Can you reproduce the email exchange about the iMacs word for word, starting at "Separate components simplify" and ending at "may take weeks."?

**Page excerpt:**
____

On Tue, Feb 16, 2010 at 5:08 PM, Jonathon Kuo
<[email protected]> wrote:

> On Feb 16, 2010, at 12:53 PM, Nico Nachtigall wrote:
>
>> Am 16.02.10 21:10, wrote Jonathon Kuo:
>>> My office just got in a suite of new 27" iMacs, 2.8GHz, 8GB, 1TB.
>>
>> I don't see a point of buying a Screen with a CPU in the butt. Sorry.
>
> Just curious: Why does it matter where the CPU is?

Separate components simplify problems of thermal management and
allow you to replace just the part than broke.   Cables, however, are
evil, and all-in-one does cut down on cable problems.  Screens and hard
disks are generally the first things to go.  You can replace a hard
disk (usually with something larger, faster, and cooler) but with an
iMac all you can do is repair the screen, which may take weeks.
If an external monitor dies you can replace it with something better
in a jiffy.   All-in-one great for large organizations who get to
shrink the cubicles from 8x8 to 7x7 and cut the cost of renting
office space, and if an iMac breaks they just swap in a spare.

____

**Information supplied:**
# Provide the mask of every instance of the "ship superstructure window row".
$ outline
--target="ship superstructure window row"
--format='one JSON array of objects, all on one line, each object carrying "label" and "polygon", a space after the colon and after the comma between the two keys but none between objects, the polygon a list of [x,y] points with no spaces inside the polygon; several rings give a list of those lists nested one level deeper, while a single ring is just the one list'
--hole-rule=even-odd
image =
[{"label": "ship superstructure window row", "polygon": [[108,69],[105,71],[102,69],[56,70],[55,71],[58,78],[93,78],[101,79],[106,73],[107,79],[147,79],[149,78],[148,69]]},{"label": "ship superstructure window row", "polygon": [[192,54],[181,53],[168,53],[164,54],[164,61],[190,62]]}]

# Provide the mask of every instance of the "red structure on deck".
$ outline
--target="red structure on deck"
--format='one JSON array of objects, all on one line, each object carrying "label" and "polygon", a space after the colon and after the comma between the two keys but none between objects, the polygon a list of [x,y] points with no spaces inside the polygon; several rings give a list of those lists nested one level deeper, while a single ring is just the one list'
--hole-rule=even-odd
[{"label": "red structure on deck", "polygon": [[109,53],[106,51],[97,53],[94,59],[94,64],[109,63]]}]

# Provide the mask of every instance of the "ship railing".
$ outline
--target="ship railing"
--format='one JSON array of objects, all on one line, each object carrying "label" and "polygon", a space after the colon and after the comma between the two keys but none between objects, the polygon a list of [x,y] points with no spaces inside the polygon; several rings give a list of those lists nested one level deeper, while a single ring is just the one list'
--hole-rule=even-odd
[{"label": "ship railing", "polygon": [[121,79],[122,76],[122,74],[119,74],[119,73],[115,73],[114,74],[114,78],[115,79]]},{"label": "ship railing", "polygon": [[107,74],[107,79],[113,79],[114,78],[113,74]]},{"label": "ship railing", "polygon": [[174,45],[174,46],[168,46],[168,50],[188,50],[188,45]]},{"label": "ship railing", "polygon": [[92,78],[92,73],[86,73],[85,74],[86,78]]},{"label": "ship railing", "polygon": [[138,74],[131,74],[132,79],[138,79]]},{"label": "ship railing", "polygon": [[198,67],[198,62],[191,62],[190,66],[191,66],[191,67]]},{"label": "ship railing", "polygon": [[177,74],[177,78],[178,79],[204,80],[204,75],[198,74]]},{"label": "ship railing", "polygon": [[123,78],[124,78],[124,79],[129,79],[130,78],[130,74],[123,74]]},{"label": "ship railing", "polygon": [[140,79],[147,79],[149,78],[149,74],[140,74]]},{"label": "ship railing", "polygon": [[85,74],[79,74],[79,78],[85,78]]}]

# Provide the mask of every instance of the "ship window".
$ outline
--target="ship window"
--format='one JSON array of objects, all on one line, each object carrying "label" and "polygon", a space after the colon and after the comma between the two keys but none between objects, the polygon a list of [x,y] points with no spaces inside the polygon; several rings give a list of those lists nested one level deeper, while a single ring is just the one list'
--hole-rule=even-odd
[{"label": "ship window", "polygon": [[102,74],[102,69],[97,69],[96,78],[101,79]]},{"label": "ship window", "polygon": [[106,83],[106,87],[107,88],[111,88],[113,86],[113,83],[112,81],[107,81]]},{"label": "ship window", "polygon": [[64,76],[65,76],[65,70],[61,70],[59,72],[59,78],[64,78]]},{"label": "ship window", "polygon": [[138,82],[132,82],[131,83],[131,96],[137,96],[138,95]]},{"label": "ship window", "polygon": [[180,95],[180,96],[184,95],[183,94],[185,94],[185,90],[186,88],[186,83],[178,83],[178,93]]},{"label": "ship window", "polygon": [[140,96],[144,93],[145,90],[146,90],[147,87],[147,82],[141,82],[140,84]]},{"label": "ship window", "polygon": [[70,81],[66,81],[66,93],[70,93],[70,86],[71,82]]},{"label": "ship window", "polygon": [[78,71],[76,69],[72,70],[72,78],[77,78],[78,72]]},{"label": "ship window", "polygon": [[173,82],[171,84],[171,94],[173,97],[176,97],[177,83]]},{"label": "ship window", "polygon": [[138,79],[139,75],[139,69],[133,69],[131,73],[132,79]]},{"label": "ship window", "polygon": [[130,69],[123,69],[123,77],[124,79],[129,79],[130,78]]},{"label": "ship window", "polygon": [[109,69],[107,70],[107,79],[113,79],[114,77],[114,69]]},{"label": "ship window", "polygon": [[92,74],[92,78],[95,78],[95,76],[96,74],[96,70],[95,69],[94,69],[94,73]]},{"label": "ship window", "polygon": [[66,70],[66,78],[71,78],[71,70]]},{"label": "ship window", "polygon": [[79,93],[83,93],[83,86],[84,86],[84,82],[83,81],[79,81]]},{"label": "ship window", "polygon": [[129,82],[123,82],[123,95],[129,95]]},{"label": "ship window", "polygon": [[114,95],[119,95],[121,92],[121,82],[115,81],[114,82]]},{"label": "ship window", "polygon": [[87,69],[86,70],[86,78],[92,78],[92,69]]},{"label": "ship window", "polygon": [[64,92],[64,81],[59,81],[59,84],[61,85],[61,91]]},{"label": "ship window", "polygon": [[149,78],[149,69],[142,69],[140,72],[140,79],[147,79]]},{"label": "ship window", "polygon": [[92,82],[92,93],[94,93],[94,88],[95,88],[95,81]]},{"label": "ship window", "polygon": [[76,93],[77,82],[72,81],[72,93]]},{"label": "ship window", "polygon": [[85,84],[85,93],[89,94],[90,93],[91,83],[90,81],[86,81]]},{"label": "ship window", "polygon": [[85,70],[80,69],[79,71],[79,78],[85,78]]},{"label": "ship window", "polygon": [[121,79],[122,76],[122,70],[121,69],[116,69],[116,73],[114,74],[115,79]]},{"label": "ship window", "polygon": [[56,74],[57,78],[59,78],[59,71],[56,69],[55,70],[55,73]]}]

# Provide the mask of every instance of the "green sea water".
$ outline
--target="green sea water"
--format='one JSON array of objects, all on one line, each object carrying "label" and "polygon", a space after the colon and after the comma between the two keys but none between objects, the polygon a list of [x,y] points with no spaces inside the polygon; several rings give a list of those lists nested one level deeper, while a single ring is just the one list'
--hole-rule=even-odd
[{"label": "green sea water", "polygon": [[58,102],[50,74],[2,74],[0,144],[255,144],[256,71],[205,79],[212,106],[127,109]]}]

____

**Expected answer:**
Separate components simplify problems of thermal management and
allow you to replace just the part than broke.   Cables, however, are
evil, and all-in-one does cut down on cable problems.  Screens and hard
disks are generally the first things to go.  You can replace a hard
disk (usually with something larger, faster, and cooler) but with an
iMac all you can do is repair the screen, which may take weeks.